Tekst źródłowy:

- - - - -

Lęk budziła sytuacja zagrożenia, gdyż według władzy każdy mógł być uznany za winnego i trafić do aresztu. Na przykład w Kielcach w 1945 r. dochodzi do aresztowania wszystkich, łącznie z woźnym, pracowników sądu i prokuratury. Jeśli w Polsce możemy mówić o terrorze masowym, to właśnie wtedy". Wtedy też budzą się podsycane przez władzę irracjonalne lęki, strach przed rzekomym mordem rytualnym chrześcijańskich dzieci przez Żydów staje się pretekstem do pogromów. A w prasie pojawiają się informacje o grasującym w Krakowie kanibalu.

Historia Igora Andrejewa, jednego z sędziów, który skazał na śmierć gen. Augusta Fieldorfa „Nila", stanowi najlepszy dowód na to, że życie w warunkach permanentnego strachu zmienia postrzeganie odwagi i tchórzostwa. Andrejew urodził się w Wilnie, pochodził z prawniczej rodziny. Jego ojciec, przed wojną znany adwokat, bronił między innymi sprawcę zamachu na radzieckiego dyplomatę. Podczas wojny został wywieziony w głąb Rosji, skąd nigdy nie wrócił.

Co pod rządami Sowietów przeżył sam Igor Andrejew, nie wiemy. Jednak wiele lat później o radzieckim wymiarze sprawiedliwości pisał: „Utożsamiać wymiar sprawiedliwości w Polsce z radzieckim może tylko ten, kto nie mieszkał w ZSRR, w kraju strachu, zakłamania i bezprawia". Jako repatriant przyjechał do Polski w 1947 r. Zdolny prawnik szybko zrobił karierę jako pracownik Ministerstwa Sprawiedliwości i wicedyrektor szkoły Duracza w ekspresowym trybie kształcącej nowe, sprawdzone kadry dla ludowego wymiaru sprawiedliwości. W 1951 r. trafił do sądu wojewódzkiego, a stamtąd oddelegowano go do Sądu Najwyższego.

- - - - -

Przekazany wykaz:
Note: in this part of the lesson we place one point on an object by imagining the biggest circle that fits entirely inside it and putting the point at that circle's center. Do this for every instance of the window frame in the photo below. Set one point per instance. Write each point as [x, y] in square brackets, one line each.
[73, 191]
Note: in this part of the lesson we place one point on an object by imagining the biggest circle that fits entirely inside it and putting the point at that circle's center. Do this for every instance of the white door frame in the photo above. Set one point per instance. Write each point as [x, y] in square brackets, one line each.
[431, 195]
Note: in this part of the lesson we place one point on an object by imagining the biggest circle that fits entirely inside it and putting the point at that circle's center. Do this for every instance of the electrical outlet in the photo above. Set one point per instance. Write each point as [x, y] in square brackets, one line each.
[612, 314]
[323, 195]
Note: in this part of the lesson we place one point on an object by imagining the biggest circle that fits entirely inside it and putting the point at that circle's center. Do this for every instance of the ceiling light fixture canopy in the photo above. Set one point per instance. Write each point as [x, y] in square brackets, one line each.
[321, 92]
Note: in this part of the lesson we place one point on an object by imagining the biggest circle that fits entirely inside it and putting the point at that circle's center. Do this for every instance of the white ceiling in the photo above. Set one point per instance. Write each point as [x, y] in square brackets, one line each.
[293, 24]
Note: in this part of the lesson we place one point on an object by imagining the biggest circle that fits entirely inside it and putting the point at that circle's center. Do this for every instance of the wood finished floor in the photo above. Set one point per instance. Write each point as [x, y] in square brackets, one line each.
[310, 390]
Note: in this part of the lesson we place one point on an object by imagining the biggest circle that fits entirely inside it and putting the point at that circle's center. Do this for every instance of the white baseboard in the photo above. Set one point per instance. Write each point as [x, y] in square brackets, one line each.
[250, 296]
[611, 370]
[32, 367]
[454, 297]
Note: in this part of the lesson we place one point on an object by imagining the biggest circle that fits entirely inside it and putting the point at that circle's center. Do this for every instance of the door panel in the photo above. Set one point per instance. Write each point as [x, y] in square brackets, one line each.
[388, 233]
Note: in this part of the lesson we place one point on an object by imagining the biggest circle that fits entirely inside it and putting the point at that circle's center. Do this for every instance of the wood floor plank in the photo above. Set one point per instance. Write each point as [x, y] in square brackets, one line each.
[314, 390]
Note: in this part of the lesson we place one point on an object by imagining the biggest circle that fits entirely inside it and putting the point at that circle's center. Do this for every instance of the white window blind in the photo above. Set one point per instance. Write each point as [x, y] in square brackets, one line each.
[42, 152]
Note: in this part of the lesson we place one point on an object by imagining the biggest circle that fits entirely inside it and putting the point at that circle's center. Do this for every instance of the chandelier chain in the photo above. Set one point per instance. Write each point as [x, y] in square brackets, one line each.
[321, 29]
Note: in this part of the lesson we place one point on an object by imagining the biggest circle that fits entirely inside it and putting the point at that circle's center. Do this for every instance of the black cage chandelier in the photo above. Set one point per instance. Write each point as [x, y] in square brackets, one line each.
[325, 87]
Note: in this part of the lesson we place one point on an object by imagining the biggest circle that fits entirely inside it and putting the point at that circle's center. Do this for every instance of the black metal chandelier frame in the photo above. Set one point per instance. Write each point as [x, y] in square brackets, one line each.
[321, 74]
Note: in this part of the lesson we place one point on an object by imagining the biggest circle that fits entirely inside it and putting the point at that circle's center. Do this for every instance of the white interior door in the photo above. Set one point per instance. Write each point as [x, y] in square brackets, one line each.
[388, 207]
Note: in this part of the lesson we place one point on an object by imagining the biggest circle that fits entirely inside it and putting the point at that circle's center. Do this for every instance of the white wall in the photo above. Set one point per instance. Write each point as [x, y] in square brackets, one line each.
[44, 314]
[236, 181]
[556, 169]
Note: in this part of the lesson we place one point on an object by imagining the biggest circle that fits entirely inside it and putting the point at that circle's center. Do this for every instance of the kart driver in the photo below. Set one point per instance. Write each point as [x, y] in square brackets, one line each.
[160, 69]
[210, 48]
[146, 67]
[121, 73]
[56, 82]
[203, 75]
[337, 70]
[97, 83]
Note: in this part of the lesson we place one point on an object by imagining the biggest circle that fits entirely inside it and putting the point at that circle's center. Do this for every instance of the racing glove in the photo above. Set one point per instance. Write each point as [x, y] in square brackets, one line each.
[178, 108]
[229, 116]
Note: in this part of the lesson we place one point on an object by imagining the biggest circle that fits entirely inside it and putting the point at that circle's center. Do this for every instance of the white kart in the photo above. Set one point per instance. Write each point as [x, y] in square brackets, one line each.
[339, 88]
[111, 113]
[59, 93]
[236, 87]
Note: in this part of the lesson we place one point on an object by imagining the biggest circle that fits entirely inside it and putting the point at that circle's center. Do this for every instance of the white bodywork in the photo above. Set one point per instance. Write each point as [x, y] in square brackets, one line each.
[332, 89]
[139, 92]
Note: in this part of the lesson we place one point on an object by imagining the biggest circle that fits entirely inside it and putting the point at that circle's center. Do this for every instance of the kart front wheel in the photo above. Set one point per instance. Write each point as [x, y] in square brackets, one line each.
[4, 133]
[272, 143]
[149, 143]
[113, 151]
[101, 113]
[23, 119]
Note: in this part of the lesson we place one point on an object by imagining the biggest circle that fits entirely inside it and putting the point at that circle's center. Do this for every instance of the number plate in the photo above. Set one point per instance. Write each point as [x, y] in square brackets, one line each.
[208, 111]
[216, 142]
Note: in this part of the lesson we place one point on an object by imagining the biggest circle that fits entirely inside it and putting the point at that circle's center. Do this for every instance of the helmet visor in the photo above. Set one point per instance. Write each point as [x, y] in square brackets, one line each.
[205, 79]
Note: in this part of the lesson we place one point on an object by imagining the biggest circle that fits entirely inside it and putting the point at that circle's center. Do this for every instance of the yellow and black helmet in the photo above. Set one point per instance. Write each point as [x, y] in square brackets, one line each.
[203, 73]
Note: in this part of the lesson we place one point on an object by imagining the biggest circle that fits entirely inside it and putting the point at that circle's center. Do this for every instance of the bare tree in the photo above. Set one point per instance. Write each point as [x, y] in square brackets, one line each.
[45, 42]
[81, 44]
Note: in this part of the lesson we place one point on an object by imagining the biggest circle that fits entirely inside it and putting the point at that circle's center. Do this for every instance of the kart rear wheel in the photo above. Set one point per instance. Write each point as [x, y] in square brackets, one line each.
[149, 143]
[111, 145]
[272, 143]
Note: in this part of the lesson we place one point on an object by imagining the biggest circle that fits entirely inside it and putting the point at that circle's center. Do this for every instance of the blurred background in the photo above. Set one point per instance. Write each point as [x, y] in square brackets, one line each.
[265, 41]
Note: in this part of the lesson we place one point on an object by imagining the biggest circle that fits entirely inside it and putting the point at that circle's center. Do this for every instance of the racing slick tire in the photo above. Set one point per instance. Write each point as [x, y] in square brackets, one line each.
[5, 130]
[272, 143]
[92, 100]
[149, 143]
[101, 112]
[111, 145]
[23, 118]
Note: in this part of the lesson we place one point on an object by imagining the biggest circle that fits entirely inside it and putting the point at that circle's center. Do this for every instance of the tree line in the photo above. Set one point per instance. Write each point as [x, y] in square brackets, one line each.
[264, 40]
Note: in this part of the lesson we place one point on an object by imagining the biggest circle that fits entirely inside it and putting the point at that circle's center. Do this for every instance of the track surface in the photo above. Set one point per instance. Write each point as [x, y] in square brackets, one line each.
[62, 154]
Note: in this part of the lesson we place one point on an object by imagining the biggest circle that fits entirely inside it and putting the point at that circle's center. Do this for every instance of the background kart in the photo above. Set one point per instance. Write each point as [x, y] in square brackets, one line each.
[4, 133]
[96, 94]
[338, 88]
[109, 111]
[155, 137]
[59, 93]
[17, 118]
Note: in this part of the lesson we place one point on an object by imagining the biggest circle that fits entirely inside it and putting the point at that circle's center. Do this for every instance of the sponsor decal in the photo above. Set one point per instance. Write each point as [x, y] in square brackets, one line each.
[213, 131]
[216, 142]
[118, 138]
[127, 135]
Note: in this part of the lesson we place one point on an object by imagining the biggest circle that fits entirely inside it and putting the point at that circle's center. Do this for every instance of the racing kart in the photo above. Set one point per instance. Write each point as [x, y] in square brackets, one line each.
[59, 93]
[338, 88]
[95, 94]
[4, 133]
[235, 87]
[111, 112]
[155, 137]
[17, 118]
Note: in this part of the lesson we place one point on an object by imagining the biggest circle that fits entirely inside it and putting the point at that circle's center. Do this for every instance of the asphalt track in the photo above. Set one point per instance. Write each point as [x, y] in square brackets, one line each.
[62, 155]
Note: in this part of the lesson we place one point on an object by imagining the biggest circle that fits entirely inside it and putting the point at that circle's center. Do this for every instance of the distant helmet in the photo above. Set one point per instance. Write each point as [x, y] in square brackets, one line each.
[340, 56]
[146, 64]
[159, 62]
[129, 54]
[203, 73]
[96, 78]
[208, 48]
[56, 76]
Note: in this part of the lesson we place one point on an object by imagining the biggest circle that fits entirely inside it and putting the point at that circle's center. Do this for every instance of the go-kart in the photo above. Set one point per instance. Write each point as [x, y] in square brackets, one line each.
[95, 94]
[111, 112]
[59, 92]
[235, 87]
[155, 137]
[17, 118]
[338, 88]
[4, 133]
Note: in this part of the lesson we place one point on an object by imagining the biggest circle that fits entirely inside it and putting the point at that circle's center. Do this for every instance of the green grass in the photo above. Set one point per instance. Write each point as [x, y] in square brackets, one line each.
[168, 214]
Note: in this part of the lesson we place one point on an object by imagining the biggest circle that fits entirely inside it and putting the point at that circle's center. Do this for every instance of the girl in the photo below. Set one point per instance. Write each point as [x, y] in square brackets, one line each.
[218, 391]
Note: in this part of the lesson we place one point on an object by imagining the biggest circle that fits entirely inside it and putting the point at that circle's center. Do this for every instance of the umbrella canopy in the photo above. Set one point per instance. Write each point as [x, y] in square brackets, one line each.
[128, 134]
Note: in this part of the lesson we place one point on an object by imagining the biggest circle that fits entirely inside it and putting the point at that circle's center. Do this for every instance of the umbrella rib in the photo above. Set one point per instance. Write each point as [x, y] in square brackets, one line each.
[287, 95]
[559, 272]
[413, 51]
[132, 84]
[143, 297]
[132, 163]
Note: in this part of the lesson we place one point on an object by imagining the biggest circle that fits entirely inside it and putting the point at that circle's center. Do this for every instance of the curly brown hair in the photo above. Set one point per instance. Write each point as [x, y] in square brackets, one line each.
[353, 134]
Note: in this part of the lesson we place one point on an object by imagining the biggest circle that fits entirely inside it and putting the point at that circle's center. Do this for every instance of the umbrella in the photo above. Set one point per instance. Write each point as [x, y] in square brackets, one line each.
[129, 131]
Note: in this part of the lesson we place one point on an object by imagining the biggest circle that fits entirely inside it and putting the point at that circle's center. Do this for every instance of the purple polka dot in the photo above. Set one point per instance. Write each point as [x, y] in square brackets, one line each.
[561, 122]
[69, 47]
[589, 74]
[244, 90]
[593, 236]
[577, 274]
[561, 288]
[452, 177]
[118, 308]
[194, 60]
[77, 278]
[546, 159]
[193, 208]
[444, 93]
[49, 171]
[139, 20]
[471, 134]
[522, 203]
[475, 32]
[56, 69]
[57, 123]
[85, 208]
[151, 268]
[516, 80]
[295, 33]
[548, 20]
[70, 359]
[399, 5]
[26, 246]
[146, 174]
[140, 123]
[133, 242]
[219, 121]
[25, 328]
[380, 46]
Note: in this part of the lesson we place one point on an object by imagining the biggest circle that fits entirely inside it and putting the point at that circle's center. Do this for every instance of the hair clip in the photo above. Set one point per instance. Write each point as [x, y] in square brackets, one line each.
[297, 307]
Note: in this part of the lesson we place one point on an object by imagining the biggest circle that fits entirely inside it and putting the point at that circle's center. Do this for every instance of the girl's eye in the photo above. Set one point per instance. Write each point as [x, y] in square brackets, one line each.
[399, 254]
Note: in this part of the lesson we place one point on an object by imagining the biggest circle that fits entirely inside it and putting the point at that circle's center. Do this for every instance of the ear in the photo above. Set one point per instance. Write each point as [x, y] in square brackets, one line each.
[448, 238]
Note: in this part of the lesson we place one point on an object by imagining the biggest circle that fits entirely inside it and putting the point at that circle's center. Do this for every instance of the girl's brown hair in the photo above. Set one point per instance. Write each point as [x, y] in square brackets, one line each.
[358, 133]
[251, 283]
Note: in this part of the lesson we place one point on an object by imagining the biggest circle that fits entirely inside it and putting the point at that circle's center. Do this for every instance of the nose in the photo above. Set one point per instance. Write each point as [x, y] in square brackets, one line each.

- - - - -

Polecenie 1: Proszę streścić tekst źródłowy w dwóch zdaniach.
Polecenie 2: Proszę odszukać w wykazie wszystkie wiersze zawierające słowo „visor” i przepisać je.

Wynik ćwiczenia 1: W warunkach zagrożenia, gdy według władzy każdy mógł zostać uznany za winnego i aresztowany, w Kielcach w 1945 r. zatrzymano wszystkich pracowników sądu i prokuratury, a władza podsycała irracjonalne lęki, które stawały się pretekstem do pogromów. Igor Andrejew, jeden z sędziów, który skazał na śmierć gen. Augusta Fieldorfa „Nila”, urodził się w Wilnie w prawniczej rodzinie, w 1947 r. przyjechał do Polski jako repatriant, szybko zrobił karierę w Ministerstwie Sprawiedliwości i w 1951 r. trafił do sądu wojewódzkiego, skąd oddelegowano go do Sądu Najwyższego.

Wynik ćwiczenia 2:
Note: in this part of the lesson we place one point on an object by imagining the biggest circle that fits entirely inside it and putting the point at that circle's center. Do this for every instance of the helmet visor in the photo above. Set one point per instance. Write each point as [x, y] in square brackets, one line each.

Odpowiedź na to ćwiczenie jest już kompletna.